== How to complete this task ==
When copying the entries below, leave out every picture and keep the rest exact.

== Available data ==
== Segment start ==

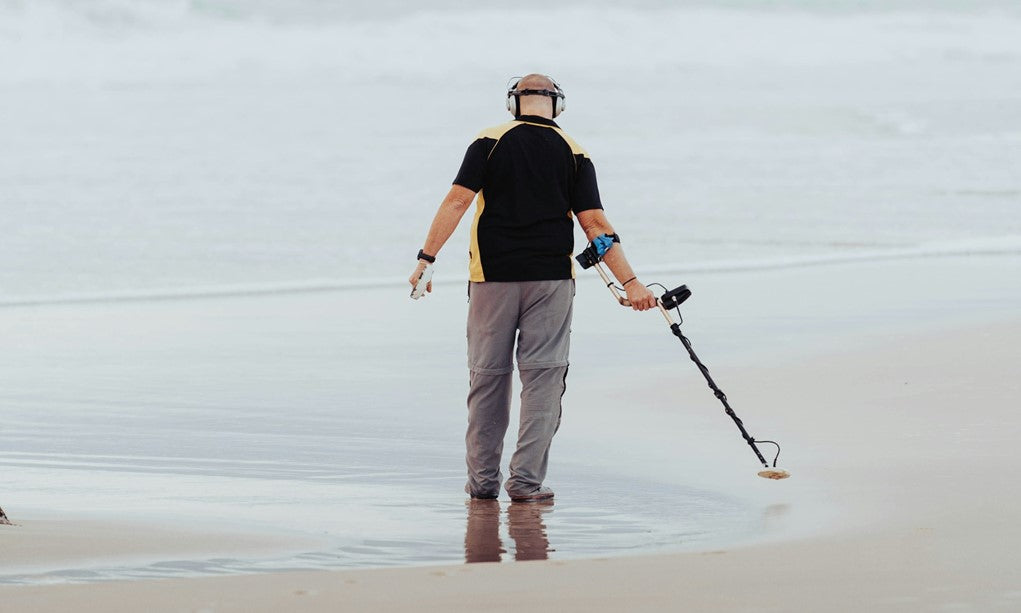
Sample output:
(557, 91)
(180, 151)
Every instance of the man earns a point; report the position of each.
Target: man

== Segment end ==

== Answer to the exercise ==
Sample output:
(557, 91)
(180, 151)
Every instance of the man earns a point; report the position of each.
Target: man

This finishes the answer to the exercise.